▶ **Task input**:
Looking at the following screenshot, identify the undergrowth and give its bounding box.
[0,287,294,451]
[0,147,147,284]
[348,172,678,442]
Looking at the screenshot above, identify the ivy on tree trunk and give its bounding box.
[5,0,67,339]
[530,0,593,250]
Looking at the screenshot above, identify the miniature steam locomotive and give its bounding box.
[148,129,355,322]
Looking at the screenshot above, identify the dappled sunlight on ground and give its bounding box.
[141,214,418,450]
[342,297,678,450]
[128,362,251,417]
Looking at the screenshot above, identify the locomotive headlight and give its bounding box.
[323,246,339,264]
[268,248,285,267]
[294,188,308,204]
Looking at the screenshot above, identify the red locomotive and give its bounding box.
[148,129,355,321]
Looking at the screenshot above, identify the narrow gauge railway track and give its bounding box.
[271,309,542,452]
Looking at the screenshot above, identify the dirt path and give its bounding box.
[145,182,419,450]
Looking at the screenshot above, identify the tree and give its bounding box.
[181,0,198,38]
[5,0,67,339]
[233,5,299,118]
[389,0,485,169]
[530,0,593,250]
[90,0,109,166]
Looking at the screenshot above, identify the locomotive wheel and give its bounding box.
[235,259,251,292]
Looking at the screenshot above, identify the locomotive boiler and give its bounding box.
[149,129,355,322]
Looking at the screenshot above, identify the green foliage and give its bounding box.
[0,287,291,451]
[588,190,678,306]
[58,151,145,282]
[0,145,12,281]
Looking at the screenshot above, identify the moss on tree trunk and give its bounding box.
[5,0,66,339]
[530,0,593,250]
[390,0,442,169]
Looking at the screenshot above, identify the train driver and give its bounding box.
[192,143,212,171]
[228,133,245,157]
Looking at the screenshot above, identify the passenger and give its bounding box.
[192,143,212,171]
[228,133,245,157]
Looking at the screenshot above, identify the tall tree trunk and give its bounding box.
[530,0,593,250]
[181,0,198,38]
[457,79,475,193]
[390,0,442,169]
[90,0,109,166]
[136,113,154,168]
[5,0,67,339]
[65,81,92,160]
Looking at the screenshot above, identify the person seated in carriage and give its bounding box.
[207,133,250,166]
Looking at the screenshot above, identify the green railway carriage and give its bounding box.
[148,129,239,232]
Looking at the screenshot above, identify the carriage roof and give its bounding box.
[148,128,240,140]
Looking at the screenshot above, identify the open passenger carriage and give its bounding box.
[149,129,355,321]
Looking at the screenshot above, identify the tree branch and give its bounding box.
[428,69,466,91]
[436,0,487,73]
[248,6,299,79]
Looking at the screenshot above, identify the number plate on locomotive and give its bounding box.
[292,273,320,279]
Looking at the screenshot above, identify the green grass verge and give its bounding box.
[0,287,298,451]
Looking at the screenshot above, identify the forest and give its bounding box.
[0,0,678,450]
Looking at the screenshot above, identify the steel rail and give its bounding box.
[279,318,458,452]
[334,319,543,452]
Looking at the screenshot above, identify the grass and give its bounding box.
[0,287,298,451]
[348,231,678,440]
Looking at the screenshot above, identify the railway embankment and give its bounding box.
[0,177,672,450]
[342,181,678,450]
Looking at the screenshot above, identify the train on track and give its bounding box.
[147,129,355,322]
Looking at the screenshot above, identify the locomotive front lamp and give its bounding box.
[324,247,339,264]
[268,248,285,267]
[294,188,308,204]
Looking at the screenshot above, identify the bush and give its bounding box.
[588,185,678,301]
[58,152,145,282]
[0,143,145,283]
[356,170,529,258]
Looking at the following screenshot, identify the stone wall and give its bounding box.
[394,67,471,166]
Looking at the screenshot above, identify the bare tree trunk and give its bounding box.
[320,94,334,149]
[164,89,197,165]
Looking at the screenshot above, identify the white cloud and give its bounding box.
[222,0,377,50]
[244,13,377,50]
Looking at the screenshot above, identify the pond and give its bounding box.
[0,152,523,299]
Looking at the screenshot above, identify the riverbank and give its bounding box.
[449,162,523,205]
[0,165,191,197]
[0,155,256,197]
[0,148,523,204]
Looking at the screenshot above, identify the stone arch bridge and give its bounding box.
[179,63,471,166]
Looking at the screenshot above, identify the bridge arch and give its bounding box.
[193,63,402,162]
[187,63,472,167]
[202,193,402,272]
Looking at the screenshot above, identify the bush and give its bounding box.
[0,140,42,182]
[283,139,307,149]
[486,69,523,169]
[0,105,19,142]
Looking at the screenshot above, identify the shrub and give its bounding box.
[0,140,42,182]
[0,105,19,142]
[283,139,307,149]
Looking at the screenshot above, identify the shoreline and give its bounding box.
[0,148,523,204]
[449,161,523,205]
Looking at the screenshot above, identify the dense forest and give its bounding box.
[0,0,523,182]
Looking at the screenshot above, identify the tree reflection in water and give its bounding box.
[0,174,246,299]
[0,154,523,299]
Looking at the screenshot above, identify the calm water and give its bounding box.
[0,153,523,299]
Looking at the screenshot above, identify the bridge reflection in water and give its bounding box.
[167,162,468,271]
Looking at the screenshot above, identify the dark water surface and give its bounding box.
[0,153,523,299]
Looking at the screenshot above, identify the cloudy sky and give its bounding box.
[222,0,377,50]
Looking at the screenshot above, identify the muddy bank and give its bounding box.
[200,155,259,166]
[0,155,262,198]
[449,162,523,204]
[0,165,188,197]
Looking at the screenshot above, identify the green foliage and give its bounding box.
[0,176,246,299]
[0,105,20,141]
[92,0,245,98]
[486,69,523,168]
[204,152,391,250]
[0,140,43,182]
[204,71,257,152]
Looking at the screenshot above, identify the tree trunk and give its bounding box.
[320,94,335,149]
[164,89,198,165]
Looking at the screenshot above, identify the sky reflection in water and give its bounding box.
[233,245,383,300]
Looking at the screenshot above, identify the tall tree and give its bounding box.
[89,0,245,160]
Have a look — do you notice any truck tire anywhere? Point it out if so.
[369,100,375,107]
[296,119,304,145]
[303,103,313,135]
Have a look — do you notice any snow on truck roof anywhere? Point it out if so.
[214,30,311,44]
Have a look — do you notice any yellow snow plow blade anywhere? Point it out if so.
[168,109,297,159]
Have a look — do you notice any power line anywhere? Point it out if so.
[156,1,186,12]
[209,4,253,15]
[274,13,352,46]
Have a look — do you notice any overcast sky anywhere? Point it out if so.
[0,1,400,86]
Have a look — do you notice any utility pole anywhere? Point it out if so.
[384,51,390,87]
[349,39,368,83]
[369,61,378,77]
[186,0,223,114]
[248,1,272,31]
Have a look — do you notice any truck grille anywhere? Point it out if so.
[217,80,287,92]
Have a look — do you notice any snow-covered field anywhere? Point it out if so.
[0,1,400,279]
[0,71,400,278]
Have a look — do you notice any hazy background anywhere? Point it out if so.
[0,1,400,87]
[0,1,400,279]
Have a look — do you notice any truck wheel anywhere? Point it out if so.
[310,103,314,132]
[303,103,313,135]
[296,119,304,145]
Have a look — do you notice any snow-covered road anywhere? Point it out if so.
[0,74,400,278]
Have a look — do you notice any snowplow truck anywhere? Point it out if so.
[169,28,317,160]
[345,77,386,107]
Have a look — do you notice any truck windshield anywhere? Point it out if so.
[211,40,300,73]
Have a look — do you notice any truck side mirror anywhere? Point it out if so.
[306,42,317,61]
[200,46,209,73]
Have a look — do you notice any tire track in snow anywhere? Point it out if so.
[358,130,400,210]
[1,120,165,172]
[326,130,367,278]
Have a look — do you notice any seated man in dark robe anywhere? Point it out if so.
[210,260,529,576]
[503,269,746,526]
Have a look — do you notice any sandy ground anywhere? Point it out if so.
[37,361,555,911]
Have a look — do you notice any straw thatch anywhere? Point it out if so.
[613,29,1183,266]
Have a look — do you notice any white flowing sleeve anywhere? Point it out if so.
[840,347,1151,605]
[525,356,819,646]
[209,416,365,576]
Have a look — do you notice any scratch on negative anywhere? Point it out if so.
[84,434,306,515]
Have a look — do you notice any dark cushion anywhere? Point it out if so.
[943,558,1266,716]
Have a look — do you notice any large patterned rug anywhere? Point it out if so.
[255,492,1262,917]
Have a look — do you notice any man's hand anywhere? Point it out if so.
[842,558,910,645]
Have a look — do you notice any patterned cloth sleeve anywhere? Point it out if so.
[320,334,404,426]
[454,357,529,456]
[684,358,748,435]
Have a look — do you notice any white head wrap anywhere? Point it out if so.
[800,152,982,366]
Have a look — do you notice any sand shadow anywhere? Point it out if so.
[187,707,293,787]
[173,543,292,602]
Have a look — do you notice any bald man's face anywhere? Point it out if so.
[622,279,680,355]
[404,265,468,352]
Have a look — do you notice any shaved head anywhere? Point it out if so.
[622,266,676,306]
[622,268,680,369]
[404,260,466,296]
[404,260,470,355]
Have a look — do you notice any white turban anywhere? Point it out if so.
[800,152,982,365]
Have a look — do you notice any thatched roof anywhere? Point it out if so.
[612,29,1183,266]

▶ **Work to do**:
Reproduce the data word for word, starting at the line that contains "Looking at the screenshot above, identify the muddy" and ending at the line that contains "[248,1,272,31]".

▶ **Result of the exercise**:
Looking at the screenshot above, identify the muddy bank and give its bounding box.
[200,155,259,166]
[0,155,262,198]
[449,162,523,204]
[0,165,188,197]
Looking at the screenshot above, identify the green foliage and give its bounding box.
[0,176,246,299]
[0,105,20,141]
[92,0,245,98]
[486,69,523,168]
[204,152,391,250]
[0,140,43,182]
[204,71,257,152]
Looking at the screenshot above, identify the tree trunk and give its bounding box.
[320,94,335,149]
[164,89,198,165]
Looking at the screenshot above, identify the sky reflection in water and give its bounding box.
[233,245,383,300]
Looking at the screenshot above, identify the tall tree and give its bounding box.
[89,0,245,160]
Have a look — do you notice any truck tire anywhere? Point it out if so.
[369,100,375,107]
[296,119,304,145]
[303,103,313,135]
Have a look — do you notice any snow on truck roof anywhere? Point it out if so.
[214,30,311,44]
Have a look — do you notice any yellow snow plow blade anywhere? Point it out if so.
[168,109,297,159]
Have a look — do you notice any power line anywhere? Point it out if so.
[156,1,186,12]
[209,4,253,15]
[274,13,352,46]
Have a look — do you notice any overcast sky anywhere? Point it out if so.
[0,1,400,86]
Have a look — do you notice any utility pole anywhere? Point it out if so.
[384,51,390,87]
[349,39,368,83]
[369,61,378,77]
[186,0,223,114]
[248,1,272,31]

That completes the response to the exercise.